§ Instruction A
Can you return, with no changes, the entries from the line containing "In the photo above, each instance of the man wearing" to the line containing "[1183, 225]", including both of those lines?

§ Text to read
JPT stats: #innernodes = 62, #leaves = 63 (125 total)

Since the data is 2D we can get a visual representation of the predictions of the JPT. Let’s plot the predictions and get an idea of the distribution. We will plot the expectation of y for every datapoint on the x-axis and confidence intervals that explain 95% of the variance.

[8]:
# Mesh the input space for evaluations of the real function,
# the prediction and its MSE
xx = np.atleast_2d(np.linspace(-20, 15, 500)).astype(np.float32).T

# Apply the JPT model
confidence = .95
conf_level = 0.95
my_predictions = [jpt.posterior([vary], evidence={varx: x_}, fail_on_unsatisfiability=False) for x_ in xx.ravel()]
y_pred_ = [(p[vary].expectation() if p is not None else None) for p in my_predictions]
y_lower_ = [(p[vary].ppf.eval((1 - conf_level) / 2) if p is not None else None) for p in my_predictions]
y_upper_ = [(p[vary].ppf.eval(1 - (1 - conf_level) / 2) if p is not None else None) for p in my_predictions]

# posterior = jpt.posterior([varx], {vary: 0})

# Plot the function, the prediction and the 90% confidence interval based on the MSE
plt.plot(xx, f(xx), color='black', linestyle=':', linewidth='2', label=r'$f(x) = x\,\sin(x)$')
plt.plot(df['x'].values, df['y'].values, '.', color='gray', markersize=5, label='Training data')
plt.plot(xx, y_pred_, 'm-', label='JPT Prediction', linewidth=2)
plt.plot(xx, y_lower_, 'y--', label='%.1f%% Confidence bands' % (confidence * 100))
plt.plot(xx, y_upper_, 'y--')
# plt.plot(xx, np.asarray(posterior.distributions[varx].pdf.multi_eval(xx.ravel().astype(np.float64))),
#          label='Posterior')
plt.plot(xx, np.array([jpt.pdf(VariableMap([(varx, x_), (vary, 0)])) for x_ in xx.ravel().astype(np.float64)]),
         label='Posterior')

plt.xlabel('$x$')
plt.ylabel('$f(x)$')
plt.ylim(-10, 20)
plt.xlim(-25, 15)
plt.legend(loc='upper left')
plt.title(r'2D Regression Example ($\vartheta=%.2f\%%$)' % (confidence * 100))
plt.grid()

plt.show()
../_images/notebooks_tutorial_regression_7_0.png

As we can see the expectations and variances predicted by the JPT characterize this dataset well and the variance even adjusts to the different x values. Impressive!

§ Listing

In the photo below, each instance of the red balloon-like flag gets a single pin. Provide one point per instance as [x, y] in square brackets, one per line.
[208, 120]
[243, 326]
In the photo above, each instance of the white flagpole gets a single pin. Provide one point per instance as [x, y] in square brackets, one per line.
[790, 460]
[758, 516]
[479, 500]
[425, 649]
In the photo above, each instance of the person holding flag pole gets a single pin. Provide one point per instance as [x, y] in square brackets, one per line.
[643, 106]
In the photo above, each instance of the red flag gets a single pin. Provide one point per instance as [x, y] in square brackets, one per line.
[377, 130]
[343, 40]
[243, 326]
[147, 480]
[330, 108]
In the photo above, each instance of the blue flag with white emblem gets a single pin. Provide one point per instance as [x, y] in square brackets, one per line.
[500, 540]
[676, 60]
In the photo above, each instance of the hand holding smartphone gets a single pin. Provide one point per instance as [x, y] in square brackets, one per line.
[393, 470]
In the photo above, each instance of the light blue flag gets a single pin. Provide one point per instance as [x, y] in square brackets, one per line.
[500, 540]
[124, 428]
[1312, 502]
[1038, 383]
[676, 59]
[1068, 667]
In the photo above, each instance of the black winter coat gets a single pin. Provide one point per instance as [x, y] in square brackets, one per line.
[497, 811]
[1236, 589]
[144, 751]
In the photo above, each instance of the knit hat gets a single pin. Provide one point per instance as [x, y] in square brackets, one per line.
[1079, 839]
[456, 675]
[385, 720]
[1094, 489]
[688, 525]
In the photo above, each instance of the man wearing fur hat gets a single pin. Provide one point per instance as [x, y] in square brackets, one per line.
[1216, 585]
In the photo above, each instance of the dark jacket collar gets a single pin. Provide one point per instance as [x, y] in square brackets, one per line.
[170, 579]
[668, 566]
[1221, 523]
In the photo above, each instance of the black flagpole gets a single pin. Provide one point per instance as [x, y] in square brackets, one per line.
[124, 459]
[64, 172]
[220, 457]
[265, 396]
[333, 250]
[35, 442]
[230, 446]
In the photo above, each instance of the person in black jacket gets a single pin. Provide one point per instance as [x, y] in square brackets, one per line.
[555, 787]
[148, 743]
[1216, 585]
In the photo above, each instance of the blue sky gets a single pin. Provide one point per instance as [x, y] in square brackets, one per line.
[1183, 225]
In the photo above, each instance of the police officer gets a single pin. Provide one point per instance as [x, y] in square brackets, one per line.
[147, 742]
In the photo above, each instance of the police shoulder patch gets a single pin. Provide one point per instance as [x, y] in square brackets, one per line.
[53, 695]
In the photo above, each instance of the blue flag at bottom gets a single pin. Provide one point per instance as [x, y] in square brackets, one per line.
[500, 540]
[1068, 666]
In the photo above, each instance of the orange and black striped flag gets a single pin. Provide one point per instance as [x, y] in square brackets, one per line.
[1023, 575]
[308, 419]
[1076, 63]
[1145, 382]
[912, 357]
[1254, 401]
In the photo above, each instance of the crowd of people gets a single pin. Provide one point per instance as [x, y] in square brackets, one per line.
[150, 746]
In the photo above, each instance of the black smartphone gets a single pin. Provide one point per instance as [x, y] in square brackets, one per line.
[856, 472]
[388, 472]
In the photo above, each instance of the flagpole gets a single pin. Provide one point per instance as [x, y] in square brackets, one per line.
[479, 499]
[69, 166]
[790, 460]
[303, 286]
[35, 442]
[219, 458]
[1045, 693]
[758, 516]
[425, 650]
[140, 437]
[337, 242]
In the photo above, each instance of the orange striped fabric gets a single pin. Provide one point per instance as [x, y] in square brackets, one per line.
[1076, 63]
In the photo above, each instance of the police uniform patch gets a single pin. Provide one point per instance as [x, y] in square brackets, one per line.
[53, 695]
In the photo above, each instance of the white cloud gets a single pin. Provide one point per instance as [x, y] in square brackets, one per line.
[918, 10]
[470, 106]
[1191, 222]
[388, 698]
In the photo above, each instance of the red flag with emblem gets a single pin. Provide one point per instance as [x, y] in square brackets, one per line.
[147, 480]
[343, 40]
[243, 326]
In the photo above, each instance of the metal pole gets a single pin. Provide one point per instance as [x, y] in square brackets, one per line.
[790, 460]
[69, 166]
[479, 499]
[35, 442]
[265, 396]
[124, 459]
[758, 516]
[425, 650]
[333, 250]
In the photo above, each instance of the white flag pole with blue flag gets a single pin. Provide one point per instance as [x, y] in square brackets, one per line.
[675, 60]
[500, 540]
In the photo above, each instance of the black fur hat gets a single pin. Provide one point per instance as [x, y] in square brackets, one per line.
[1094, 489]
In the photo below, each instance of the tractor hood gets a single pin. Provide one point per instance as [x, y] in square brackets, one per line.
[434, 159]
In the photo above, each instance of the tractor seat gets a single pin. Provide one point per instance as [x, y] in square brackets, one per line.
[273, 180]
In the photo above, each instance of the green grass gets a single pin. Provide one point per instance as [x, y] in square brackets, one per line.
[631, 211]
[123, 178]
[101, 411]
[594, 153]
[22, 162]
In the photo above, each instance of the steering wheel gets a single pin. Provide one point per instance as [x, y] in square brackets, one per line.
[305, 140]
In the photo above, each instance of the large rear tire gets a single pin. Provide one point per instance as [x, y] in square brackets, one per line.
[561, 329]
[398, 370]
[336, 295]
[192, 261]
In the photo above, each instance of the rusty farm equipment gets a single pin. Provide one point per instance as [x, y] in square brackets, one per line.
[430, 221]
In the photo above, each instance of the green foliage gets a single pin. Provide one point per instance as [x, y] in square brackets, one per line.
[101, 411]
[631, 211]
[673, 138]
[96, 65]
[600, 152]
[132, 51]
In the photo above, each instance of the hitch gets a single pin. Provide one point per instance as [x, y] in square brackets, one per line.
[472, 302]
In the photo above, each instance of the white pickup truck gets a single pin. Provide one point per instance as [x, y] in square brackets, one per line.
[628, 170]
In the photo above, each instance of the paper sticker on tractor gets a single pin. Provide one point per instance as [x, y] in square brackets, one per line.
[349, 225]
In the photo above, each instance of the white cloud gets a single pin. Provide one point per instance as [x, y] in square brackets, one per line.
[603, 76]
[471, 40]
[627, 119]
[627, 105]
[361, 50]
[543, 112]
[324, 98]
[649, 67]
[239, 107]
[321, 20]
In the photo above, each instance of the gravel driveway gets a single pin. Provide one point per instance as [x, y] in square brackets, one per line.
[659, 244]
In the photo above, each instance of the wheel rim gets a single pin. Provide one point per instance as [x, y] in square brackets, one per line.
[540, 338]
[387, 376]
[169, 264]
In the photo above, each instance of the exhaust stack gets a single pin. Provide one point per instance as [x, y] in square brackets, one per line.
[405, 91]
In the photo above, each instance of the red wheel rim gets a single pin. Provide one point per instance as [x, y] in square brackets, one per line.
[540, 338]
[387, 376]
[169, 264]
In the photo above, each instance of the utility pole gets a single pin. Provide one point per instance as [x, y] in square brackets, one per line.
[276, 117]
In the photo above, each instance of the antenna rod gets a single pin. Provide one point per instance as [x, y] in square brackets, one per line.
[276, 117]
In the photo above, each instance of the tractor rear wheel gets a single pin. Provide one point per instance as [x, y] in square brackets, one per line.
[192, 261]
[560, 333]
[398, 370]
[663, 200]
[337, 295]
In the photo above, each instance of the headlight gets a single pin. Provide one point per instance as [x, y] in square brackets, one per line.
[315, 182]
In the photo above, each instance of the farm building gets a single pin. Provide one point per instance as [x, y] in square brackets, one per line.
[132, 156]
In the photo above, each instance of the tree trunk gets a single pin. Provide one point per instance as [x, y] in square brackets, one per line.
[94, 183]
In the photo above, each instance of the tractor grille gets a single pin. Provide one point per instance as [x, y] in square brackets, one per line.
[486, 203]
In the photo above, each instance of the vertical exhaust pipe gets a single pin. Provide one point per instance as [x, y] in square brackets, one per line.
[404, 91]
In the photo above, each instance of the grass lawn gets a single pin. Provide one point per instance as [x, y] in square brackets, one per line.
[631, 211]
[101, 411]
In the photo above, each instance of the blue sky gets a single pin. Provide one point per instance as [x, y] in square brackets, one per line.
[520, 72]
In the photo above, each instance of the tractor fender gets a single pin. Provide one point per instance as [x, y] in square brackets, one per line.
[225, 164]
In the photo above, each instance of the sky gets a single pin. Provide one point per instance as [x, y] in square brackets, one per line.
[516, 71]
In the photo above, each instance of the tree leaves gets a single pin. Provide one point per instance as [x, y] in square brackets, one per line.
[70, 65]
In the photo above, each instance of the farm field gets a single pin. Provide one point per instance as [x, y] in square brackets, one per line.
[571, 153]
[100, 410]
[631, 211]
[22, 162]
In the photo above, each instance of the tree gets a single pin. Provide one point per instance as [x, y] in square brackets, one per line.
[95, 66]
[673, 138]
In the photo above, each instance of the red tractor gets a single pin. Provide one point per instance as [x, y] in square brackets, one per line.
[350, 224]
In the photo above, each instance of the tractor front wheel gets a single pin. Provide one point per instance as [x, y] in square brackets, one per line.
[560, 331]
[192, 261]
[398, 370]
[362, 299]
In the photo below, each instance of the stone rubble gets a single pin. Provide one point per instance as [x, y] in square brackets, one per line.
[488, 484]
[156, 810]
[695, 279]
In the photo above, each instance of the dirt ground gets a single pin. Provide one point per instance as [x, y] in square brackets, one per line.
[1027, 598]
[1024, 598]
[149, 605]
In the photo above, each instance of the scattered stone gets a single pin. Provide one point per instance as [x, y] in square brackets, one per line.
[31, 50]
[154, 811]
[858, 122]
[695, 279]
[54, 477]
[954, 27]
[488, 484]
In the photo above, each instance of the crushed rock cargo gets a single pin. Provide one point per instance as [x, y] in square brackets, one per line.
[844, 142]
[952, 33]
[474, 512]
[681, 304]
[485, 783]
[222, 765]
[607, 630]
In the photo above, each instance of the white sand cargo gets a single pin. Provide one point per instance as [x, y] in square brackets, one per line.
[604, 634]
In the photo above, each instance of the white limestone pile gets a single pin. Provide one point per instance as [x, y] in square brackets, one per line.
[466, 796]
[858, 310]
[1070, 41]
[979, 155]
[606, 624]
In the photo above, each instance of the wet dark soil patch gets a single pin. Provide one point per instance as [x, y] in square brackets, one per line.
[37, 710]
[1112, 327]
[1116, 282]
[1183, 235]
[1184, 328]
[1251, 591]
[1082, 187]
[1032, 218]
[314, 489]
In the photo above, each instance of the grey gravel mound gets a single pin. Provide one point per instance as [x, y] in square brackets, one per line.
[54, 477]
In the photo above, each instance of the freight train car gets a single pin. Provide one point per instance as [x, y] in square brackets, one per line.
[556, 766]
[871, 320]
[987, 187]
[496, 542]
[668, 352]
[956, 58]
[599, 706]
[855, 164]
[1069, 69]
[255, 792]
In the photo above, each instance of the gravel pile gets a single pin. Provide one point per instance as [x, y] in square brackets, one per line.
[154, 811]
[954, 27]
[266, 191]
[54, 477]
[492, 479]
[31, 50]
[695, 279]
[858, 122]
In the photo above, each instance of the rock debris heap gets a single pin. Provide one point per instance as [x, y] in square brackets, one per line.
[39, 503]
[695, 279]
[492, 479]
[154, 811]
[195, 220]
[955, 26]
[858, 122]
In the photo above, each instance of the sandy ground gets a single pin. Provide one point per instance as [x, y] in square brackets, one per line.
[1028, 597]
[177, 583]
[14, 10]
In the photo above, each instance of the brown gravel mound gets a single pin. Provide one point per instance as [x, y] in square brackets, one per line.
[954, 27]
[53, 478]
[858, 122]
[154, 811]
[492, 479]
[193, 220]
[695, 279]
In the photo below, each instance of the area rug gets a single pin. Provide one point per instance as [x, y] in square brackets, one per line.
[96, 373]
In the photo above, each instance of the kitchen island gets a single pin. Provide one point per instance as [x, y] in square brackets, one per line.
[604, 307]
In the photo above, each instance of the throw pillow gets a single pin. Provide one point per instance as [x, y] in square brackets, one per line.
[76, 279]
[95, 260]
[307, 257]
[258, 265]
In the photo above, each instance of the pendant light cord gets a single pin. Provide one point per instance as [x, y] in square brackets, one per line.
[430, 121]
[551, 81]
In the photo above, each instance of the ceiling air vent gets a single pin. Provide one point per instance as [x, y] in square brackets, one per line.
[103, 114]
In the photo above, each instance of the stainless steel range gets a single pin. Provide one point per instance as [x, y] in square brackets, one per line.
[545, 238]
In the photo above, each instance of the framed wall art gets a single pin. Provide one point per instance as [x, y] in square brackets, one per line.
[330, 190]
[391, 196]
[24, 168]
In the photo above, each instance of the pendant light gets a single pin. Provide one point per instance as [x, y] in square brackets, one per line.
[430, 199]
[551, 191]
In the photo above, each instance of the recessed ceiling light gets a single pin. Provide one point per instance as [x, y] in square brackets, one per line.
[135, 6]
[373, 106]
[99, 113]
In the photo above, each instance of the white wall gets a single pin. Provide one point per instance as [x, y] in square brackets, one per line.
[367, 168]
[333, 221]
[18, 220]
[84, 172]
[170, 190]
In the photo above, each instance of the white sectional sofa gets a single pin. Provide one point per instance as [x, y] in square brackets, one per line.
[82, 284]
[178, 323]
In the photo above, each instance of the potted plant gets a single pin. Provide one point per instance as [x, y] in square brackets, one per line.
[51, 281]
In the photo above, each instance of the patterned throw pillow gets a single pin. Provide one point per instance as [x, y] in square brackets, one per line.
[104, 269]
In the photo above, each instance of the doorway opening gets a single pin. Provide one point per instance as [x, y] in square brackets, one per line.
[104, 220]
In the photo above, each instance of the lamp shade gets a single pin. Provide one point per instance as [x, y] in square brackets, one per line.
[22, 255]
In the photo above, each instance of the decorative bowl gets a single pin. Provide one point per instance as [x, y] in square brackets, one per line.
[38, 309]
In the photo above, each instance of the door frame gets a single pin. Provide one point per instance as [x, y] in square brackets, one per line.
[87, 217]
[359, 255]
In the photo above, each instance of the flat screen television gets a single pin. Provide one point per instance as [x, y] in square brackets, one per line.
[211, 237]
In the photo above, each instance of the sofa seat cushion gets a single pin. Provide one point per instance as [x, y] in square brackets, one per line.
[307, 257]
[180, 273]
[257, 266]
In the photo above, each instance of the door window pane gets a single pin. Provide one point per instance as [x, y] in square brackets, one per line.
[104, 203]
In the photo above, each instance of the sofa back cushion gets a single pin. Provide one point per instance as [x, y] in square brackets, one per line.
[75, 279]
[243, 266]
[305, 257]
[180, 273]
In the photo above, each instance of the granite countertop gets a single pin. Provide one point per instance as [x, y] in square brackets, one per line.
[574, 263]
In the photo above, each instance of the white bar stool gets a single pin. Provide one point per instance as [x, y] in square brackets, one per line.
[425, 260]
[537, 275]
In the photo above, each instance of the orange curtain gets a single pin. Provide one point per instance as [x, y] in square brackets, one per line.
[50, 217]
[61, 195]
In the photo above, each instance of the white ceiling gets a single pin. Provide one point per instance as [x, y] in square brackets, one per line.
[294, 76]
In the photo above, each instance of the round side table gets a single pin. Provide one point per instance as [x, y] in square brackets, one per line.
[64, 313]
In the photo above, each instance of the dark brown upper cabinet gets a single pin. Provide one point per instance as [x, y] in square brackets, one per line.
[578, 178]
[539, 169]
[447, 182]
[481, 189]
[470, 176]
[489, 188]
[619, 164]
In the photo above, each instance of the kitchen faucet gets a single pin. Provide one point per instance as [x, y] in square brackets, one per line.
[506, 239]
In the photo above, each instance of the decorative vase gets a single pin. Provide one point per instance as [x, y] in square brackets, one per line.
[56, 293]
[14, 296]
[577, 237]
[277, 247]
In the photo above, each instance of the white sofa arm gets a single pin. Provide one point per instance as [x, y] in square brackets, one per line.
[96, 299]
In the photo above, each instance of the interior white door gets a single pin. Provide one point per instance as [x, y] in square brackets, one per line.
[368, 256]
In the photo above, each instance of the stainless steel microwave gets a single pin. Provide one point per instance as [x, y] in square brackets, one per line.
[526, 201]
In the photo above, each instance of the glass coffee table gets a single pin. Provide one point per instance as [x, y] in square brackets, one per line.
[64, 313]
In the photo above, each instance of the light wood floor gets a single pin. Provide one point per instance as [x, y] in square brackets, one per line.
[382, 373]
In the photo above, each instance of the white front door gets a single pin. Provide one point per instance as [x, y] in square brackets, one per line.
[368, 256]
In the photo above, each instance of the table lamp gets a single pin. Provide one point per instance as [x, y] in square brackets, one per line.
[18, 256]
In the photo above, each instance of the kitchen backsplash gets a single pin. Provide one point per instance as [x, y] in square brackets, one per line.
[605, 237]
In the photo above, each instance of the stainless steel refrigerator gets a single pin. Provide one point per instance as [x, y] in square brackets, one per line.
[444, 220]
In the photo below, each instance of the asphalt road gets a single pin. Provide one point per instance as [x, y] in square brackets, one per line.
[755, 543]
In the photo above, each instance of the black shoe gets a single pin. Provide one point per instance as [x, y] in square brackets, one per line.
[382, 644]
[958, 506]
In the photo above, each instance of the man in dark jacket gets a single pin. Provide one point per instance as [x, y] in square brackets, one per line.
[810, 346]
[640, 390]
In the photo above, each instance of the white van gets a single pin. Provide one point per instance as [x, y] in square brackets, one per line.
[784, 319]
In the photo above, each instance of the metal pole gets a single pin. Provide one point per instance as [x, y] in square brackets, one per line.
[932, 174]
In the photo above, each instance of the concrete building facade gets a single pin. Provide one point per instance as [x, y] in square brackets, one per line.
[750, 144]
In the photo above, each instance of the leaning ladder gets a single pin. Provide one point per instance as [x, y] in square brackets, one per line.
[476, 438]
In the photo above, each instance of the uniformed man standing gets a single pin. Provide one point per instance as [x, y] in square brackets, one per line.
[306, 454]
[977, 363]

§ Instruction B
Would you retype the JPT regression tutorial word for word from "plt.plot(xx, y_upper_, 'y--')" to "plt.ylim(-10, 20)"?

§ Correct output A
In the photo above, each instance of the man wearing fur hat gets a single pin. Provide one point per instance as [x, y] in square brackets, one per line.
[1216, 585]
In the photo above, each instance of the dark jacket collar gets a single pin. Provide one point per instance as [x, y] in square brackets, one per line.
[170, 579]
[668, 566]
[1221, 523]
In the photo above, each instance of the black flagpole gets a single pin. Provide one point per instance as [x, y] in square brackets, one per line.
[124, 459]
[64, 172]
[220, 457]
[265, 396]
[333, 250]
[35, 442]
[230, 446]
In the photo above, each instance of the person in black jacket gets a single pin. Provide one point per instance as [x, y] in square brackets, one per line.
[555, 787]
[148, 743]
[1216, 585]
In the photo above, each instance of the blue sky gets a single pin. Provide one point per instance as [x, y] in square brackets, one per line.
[1183, 225]

§ Correct output B
plt.plot(xx, y_upper_, 'y--')
# plt.plot(xx, np.asarray(posterior.distributions[varx].pdf.multi_eval(xx.ravel().astype(np.float64))),
#          label='Posterior')
plt.plot(xx, np.array([jpt.pdf(VariableMap([(varx, x_), (vary, 0)])) for x_ in xx.ravel().astype(np.float64)]),
         label='Posterior')

plt.xlabel('$x$')
plt.ylabel('$f(x)$')
plt.ylim(-10, 20)